DIRECTIONS FOR THIS TASK:
In your copy, include no images and return each entry exactly as written.

[Referring expression data]
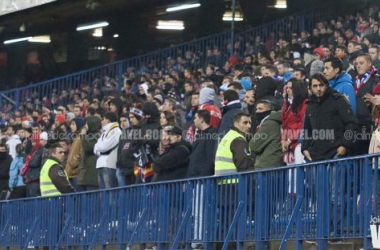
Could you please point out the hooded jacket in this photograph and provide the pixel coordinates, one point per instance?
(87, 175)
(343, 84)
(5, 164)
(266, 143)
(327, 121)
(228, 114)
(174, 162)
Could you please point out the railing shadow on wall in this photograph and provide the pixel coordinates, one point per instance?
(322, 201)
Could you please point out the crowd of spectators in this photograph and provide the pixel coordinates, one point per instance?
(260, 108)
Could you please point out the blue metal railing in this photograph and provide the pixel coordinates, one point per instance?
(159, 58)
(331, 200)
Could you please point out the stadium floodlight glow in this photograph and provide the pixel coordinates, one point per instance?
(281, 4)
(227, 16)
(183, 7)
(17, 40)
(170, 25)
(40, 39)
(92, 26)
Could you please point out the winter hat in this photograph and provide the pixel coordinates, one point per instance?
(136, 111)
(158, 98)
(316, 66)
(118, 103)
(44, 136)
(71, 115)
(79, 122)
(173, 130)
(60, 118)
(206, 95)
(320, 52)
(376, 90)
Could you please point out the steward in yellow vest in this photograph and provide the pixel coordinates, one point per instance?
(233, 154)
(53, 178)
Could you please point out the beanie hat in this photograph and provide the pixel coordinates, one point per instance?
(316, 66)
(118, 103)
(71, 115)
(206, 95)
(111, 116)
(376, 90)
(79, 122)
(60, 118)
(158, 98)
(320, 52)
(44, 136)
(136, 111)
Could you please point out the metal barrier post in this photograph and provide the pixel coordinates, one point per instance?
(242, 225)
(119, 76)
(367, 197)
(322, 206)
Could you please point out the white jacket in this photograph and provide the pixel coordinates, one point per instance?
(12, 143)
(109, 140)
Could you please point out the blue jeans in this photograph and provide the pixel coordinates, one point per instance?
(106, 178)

WRITTEN ANSWER:
Could you please point out the hooded jacket in this photograph and provide the pixel coordinates, one point per instance?
(87, 175)
(343, 84)
(5, 164)
(266, 143)
(327, 121)
(228, 114)
(174, 162)
Could you please point out the railing shadow on wall in this photograph and provide the pixel coordinates, one point per instance?
(322, 201)
Could you please point out the crowd of spectators in this photograph and provide the pixel coordinates, one point per instance?
(260, 108)
Could you please point out the blue metal railing in this photograph and provide the pixel coordinates, one point per instance?
(159, 58)
(331, 200)
Could you please point out the stadium floodlight glow in this photograph and provide the pixel coordinates, one point per instance?
(281, 4)
(227, 16)
(183, 7)
(17, 40)
(170, 25)
(40, 39)
(92, 26)
Could you please point out the winter hat in this photograph and provide the pixel coordinates, one point per instance?
(136, 111)
(158, 98)
(316, 66)
(118, 103)
(44, 136)
(71, 115)
(79, 122)
(173, 130)
(60, 118)
(206, 95)
(320, 52)
(376, 90)
Could you please point out the steward in yellow vest in this photograph and provide the pixel coordinates, one point per instance?
(233, 154)
(53, 178)
Could you please point out the beanie hat in this photograph and provide the pixel coordinates, one point per instance?
(316, 66)
(118, 103)
(71, 115)
(206, 95)
(111, 116)
(376, 90)
(79, 122)
(60, 118)
(158, 98)
(320, 52)
(44, 136)
(136, 111)
Could you please point out the metal barrier post in this photograph and provide the pixel coordinates, one point per instance?
(242, 225)
(119, 76)
(367, 197)
(322, 206)
Could you please point out the white jacket in this photograph and provide the pixel coordinates, one point per instance?
(12, 143)
(109, 140)
Could you please point out the blue jeans in this photograph and provide the pixel coordinates, one point per instance?
(106, 178)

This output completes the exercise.